**EXERCISE TASK:** Convert each line of the rows below into a JSON list of strings, one string per line, with blank lines left out.

###

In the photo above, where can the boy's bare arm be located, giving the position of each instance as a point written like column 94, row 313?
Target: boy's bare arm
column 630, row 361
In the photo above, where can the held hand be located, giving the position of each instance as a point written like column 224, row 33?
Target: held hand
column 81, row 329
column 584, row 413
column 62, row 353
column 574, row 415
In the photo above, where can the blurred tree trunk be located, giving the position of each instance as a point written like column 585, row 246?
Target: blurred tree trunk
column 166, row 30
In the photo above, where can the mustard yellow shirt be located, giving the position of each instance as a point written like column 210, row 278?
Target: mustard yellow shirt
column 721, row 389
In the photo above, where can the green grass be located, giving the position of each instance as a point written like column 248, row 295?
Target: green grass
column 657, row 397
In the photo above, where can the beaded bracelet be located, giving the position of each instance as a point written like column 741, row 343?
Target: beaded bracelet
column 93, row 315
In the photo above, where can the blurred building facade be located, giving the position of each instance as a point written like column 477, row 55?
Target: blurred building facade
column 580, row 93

###

**OUTPUT FOR THIS TASK:**
[
  "In the photo above, where can the boy's bare arm be located, giving the position of each instance as a point written like column 94, row 313?",
  "Target: boy's bare arm",
  "column 630, row 361",
  "In the photo above, where can the held hand be located, giving the position of each instance as a point written like column 224, row 33?",
  "Target: held hand",
  "column 81, row 329",
  "column 584, row 413",
  "column 62, row 353",
  "column 574, row 415",
  "In the photo above, where can the blurred tree trunk be located, giving the position of each instance as a point written like column 585, row 246?",
  "Target: blurred tree trunk",
  "column 166, row 30",
  "In the photo above, where can the mustard yellow shirt be located, giving the position of each instance as a point written like column 210, row 278?",
  "Target: mustard yellow shirt",
  "column 721, row 389",
  "In the photo above, where can the green grass be located, giving the position of each instance as a point written like column 248, row 295?",
  "Target: green grass",
  "column 657, row 397",
  "In the photo above, where can the beaded bracelet be located, giving the position of each instance as a point written like column 741, row 343?",
  "Target: beaded bracelet",
  "column 93, row 315",
  "In the photo above, where can the blurred building facade be located, giving the position of each instance as a point written like column 477, row 55?",
  "Target: blurred building facade",
  "column 580, row 93"
]